Reproduce word for word everything in the listing from the line containing "for every instance of the small" down through its final line.

>> BEGIN Data listing

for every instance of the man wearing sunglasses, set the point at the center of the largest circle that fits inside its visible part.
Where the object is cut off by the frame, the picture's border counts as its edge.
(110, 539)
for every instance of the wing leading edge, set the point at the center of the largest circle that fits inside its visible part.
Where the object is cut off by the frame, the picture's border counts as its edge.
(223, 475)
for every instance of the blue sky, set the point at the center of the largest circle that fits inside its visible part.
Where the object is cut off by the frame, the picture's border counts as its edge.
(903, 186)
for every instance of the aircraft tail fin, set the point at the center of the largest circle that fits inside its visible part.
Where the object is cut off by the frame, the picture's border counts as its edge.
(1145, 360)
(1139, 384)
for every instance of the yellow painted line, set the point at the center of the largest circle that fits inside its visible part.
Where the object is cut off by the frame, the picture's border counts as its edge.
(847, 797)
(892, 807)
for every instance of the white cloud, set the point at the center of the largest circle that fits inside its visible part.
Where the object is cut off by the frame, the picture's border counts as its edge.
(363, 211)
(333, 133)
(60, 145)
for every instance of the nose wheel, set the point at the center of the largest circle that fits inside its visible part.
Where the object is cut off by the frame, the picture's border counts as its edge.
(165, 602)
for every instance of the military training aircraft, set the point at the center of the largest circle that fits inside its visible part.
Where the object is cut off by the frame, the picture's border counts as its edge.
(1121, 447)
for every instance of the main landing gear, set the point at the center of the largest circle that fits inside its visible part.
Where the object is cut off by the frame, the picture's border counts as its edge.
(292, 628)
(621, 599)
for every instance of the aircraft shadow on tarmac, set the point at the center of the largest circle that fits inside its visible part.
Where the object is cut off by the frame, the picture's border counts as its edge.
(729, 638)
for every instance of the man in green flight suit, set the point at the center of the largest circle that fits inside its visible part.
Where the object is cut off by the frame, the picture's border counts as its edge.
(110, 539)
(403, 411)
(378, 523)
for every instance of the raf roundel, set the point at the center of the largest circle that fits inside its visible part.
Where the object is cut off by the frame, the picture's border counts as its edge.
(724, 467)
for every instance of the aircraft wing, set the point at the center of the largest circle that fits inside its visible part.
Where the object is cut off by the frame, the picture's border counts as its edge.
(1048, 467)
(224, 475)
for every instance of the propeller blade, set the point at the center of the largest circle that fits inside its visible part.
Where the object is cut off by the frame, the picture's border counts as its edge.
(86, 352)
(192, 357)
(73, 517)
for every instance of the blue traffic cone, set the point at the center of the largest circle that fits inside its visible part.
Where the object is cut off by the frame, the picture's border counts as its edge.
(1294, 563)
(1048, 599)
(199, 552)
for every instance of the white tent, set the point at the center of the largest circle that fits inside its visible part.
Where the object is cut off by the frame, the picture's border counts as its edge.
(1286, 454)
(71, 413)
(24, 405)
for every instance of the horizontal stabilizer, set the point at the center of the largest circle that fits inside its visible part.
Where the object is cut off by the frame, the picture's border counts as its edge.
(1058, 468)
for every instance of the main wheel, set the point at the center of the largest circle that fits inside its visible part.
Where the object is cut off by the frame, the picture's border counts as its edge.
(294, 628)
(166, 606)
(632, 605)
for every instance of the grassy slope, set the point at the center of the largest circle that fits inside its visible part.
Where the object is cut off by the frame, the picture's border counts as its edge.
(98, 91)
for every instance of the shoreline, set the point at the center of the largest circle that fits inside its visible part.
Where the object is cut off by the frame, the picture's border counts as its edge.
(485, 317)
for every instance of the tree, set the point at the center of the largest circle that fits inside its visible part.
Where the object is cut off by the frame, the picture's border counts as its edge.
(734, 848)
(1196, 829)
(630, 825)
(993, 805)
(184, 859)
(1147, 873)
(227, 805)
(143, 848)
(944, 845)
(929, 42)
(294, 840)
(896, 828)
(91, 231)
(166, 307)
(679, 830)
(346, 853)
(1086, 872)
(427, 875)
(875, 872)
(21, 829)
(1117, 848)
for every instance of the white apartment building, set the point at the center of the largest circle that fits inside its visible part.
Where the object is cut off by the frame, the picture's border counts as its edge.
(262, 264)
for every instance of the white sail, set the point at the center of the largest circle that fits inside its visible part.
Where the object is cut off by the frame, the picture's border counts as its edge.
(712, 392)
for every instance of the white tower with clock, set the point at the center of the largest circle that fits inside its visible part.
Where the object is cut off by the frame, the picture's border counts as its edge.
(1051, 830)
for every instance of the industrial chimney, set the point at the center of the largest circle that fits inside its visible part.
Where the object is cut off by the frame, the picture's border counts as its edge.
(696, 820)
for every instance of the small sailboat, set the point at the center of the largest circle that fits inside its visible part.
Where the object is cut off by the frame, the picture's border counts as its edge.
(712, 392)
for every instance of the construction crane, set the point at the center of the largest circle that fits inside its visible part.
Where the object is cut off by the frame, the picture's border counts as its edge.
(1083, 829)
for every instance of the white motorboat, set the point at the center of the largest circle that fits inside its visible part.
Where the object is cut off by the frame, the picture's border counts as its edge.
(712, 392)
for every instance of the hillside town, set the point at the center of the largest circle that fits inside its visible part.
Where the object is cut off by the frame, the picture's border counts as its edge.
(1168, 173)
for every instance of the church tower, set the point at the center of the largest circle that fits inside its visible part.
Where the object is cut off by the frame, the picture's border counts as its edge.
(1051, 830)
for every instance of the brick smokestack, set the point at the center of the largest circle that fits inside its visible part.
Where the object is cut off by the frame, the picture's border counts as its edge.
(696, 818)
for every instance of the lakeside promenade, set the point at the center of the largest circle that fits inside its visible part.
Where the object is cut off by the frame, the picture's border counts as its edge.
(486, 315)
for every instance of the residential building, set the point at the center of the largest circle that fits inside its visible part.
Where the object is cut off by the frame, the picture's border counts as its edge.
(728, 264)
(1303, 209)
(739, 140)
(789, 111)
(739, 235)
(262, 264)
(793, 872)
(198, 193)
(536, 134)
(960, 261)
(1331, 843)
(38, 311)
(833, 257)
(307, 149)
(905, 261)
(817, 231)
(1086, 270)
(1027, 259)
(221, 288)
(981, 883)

>> END Data listing

- _Result_:
for every instance of the small sailboat, set the point at the center of the largest circle that fits inside its visible part.
Where the object is cut off by the frame, the picture's border counts as its edge.
(712, 392)
for every instance of the construction crane, set the point at the center of the largest circle that fits inside its visible part.
Where the object is cut off by the frame, the picture's border counts as its edge.
(1083, 829)
for every instance of the white motorboat, set the point at the center of the largest circle that fits inside its visible part.
Where the object is cut off by the frame, the picture's border counts as its edge.
(712, 392)
for every instance of the hillside town, set the point at the center of the largest circle that fits inside its visible part.
Where the object is cut off by the frame, the picture's border counts as its edge.
(1168, 173)
for every instance of the church tower, set the point at the center of the largest circle that fits inside its visible part.
Where the object is cut off by the frame, the picture's border counts as its edge.
(1051, 830)
for every instance of the brick smokestack, set the point at the center of the largest circle that fits inside its visible part.
Where the object is cut off by the frame, the picture's border counts as its edge.
(696, 818)
for every instance of the lakeside promenade, set the point at the center of the largest circle that fits inside its visible part.
Where the object is cut off by the frame, the picture's border counts as its edge.
(486, 315)
for every instance of the residential building, set the point at the center of the largest circle that fits inside its visible part.
Where the object is cut off by the frame, the picture's border counts as its edge.
(728, 264)
(1303, 209)
(739, 140)
(789, 111)
(739, 235)
(262, 264)
(793, 872)
(198, 193)
(536, 134)
(960, 261)
(1331, 843)
(38, 311)
(833, 257)
(307, 149)
(905, 261)
(817, 231)
(1086, 270)
(1027, 259)
(221, 288)
(981, 883)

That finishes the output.